* START Task material *

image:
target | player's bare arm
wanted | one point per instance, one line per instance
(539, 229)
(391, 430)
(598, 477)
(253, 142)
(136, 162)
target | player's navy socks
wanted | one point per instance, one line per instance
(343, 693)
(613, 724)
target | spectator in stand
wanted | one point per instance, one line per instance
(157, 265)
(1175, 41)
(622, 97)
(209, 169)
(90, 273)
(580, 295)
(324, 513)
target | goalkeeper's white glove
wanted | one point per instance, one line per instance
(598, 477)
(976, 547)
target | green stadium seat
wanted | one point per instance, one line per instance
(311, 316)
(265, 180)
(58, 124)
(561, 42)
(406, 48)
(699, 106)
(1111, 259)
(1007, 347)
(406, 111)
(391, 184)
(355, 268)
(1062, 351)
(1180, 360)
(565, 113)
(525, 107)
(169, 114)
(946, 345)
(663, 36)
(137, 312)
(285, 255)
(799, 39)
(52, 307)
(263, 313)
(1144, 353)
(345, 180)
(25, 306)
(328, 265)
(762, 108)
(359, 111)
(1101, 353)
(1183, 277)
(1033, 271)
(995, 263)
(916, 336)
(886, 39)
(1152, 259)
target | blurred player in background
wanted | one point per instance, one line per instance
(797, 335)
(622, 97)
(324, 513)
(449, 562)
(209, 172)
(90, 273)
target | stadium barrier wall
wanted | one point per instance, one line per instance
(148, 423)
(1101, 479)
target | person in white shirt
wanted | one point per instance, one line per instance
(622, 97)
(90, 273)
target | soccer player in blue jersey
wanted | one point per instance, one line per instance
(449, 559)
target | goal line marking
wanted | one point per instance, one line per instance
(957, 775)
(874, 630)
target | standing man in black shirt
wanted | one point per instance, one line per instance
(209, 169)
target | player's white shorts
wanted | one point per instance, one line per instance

* END Task material *
* START Task material *

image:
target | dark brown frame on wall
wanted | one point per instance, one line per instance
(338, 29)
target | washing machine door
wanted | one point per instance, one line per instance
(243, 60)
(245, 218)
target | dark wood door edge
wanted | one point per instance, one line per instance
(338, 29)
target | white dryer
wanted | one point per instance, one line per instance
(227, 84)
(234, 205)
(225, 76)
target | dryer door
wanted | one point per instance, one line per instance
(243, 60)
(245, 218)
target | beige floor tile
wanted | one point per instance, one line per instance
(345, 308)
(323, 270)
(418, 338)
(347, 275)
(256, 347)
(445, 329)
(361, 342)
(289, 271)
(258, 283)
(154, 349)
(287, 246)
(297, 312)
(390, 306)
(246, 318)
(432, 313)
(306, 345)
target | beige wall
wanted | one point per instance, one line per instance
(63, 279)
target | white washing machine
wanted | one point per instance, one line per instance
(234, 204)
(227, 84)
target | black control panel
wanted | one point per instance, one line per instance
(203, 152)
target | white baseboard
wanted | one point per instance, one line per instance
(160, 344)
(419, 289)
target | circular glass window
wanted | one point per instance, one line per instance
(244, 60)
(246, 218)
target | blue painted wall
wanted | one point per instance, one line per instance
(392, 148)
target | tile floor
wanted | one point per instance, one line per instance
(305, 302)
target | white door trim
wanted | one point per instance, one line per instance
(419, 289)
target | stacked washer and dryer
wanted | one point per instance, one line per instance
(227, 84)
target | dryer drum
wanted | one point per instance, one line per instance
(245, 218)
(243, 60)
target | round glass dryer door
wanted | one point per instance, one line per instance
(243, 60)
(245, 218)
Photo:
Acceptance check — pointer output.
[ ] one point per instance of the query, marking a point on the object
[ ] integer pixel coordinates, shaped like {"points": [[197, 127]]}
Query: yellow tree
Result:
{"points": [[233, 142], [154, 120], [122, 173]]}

* END Task material *

- To do: Please copy out each line of the records that contains the word "marking". Case matters.

- Exercise output:
target | goal line marking
[ ] one point per instance of the query, marking a point on the object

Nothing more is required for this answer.